## [Document text]
SC enforces a landmark ruling on death penalty

Updated on Mar 02, 2022 04:46 AM IST

A bench headed by Justice Uday U Lalit has made psychological evaluation of the condemned prisoner mandatory, as well as a report on the inmate’s conduct at the time of examining whether the gallows remains the only fitting punishment.

The Supreme Court. (HT PHOTO.)
The Supreme Court. (HT PHOTO.)
By, New Delhi

More than four decades after a landmark ruling on death sentence cases, a bench in the Supreme Court has made psychological evaluation of the condemned prisoner mandatory, along with seeking a report on the inmate’s conduct at the time of examining whether the gallows remains the only fitting punishment.

The measure has been adopted by a bench, headed by justice Uday U Lalit, which took recourse to the spirit of the Supreme Court’s verdict in Bachan Singh vs State of Punjab (1980). This verdict established the doctrine of “rarest of rare” crime in handing down capital punishment while mandating a comparative analysis of aggravating and mitigating circumstances in connection to the accused.

## [Data supplied]
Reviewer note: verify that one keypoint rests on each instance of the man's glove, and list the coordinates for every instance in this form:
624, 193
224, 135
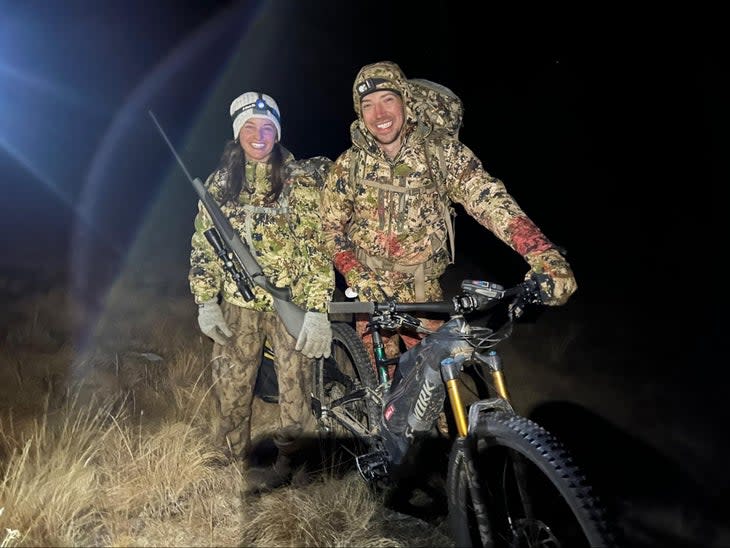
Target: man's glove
211, 322
367, 284
554, 276
315, 338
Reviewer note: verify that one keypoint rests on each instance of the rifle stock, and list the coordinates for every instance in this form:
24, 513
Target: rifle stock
291, 315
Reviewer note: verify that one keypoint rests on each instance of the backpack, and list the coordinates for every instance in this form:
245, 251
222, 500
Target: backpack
441, 108
437, 105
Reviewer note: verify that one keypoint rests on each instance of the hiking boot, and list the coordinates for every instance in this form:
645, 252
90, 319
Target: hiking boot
288, 441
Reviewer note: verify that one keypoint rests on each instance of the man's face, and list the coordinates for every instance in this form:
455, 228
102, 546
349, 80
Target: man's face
382, 112
257, 138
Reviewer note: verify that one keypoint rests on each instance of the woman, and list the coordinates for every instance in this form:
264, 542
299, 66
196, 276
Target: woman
272, 200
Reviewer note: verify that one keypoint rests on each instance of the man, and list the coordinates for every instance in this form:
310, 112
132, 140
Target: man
383, 206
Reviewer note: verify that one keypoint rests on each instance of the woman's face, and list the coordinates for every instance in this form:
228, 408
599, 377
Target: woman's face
257, 138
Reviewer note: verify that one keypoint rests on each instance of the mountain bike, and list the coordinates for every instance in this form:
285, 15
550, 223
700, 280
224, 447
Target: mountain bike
509, 481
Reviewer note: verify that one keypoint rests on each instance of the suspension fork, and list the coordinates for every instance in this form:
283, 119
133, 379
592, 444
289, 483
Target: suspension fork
494, 361
381, 363
450, 371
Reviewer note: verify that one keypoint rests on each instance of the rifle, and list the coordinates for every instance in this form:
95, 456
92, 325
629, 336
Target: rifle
237, 258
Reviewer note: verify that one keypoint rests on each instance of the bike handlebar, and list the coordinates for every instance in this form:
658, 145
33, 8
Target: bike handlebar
475, 296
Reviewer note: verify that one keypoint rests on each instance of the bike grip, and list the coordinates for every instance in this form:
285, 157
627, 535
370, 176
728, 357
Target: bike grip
355, 307
446, 307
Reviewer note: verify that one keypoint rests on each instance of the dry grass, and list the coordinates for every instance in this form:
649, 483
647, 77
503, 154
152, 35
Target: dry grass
109, 445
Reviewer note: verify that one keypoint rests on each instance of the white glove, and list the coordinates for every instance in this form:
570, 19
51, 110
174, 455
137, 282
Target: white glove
211, 322
315, 338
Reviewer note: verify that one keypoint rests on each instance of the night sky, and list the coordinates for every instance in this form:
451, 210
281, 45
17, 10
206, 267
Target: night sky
605, 126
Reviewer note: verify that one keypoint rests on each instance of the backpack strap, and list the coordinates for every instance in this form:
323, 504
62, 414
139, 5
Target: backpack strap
448, 211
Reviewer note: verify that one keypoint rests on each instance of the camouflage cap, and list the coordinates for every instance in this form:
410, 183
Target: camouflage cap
381, 76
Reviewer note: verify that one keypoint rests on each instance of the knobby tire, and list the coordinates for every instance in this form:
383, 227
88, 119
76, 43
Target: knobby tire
551, 506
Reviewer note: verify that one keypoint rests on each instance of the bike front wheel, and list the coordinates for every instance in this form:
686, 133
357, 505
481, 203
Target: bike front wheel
513, 484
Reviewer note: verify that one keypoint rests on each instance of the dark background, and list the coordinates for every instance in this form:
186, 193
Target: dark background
605, 126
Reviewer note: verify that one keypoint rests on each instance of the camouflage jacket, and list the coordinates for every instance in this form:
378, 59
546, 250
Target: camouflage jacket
394, 209
286, 238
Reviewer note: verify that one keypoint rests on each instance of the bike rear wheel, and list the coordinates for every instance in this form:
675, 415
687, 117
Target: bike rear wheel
344, 403
526, 490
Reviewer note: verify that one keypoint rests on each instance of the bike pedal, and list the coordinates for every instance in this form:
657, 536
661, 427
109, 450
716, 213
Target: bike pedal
373, 466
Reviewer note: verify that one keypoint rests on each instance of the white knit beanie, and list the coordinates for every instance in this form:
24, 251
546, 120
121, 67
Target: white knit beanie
253, 104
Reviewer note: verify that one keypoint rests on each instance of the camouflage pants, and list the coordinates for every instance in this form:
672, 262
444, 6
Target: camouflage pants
236, 365
402, 292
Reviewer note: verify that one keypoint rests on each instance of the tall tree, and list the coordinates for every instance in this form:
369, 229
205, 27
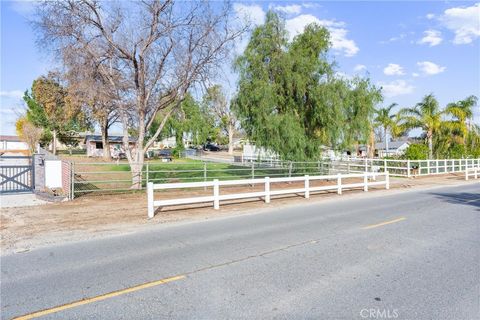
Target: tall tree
462, 111
89, 88
188, 120
28, 132
50, 107
359, 114
428, 116
160, 50
384, 119
216, 103
289, 100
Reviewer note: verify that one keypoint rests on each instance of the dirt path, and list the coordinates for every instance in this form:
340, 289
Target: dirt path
29, 227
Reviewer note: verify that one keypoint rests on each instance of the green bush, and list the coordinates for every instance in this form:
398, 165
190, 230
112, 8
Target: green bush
416, 152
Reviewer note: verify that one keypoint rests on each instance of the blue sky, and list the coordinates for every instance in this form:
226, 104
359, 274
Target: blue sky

## [Exercise tasks]
1 - List every fact that the death penalty article states about the Supreme Court's 1980 verdict.
2 - Answer these questions from the death penalty article:
(a) Who heads the bench that adopted the measure?
(b) On what date and at what time was the article updated?
(c) From which city is the article filed?

## [Responses for each task]
1 -
- It is the verdict in Bachan Singh vs State of Punjab.
- It was delivered in 1980.
- The bench headed by Justice Uday U Lalit drew on its spirit in adopting the new measure.
- It established the doctrine of "rarest of rare" crime in handing down capital punishment.
- It mandated a comparative analysis of aggravating and mitigating circumstances in connection to the accused.

2 -
(a) Justice Uday U Lalit
(b) Mar 02, 2022, at 04:46 AM IST
(c) New Delhi